INPUT DATA
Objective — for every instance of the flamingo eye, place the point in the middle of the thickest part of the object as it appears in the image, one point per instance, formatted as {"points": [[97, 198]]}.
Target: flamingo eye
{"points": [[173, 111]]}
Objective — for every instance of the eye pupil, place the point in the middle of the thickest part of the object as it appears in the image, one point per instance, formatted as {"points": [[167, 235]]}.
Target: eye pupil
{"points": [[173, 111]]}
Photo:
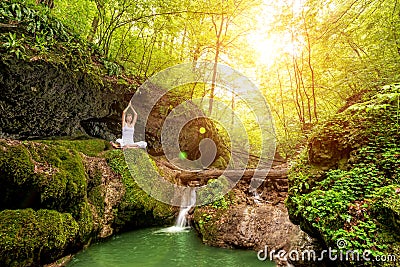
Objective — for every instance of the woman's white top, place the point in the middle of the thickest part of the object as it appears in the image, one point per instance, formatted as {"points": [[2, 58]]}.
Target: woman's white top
{"points": [[127, 135]]}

GOAL
Could you write out all the records again with "thickest part" swapped for "widest part" everywhere it appears and nothing else changed? Leave the pictures out of your answer.

CORRECT ANSWER
Objective — for every instance of the flamingo eye, place the point in the middle of the widest part of the object as it appears in the image, one point per instance, formatted as {"points": [[97, 198]]}.
Target: flamingo eye
{"points": [[173, 111]]}
Objective — for every instance of the eye pupil, place the point in the middle of the widest part of the object as it appears in the image, one point per instance, formatted as {"points": [[167, 235]]}.
Target: eye pupil
{"points": [[173, 111]]}
Photo:
Objective — for every instance of the woman's white top, place the point in the middle of the widest part of the object as it appears in the image, one point per instance, formatted as {"points": [[2, 58]]}.
Target: woman's white top
{"points": [[127, 135]]}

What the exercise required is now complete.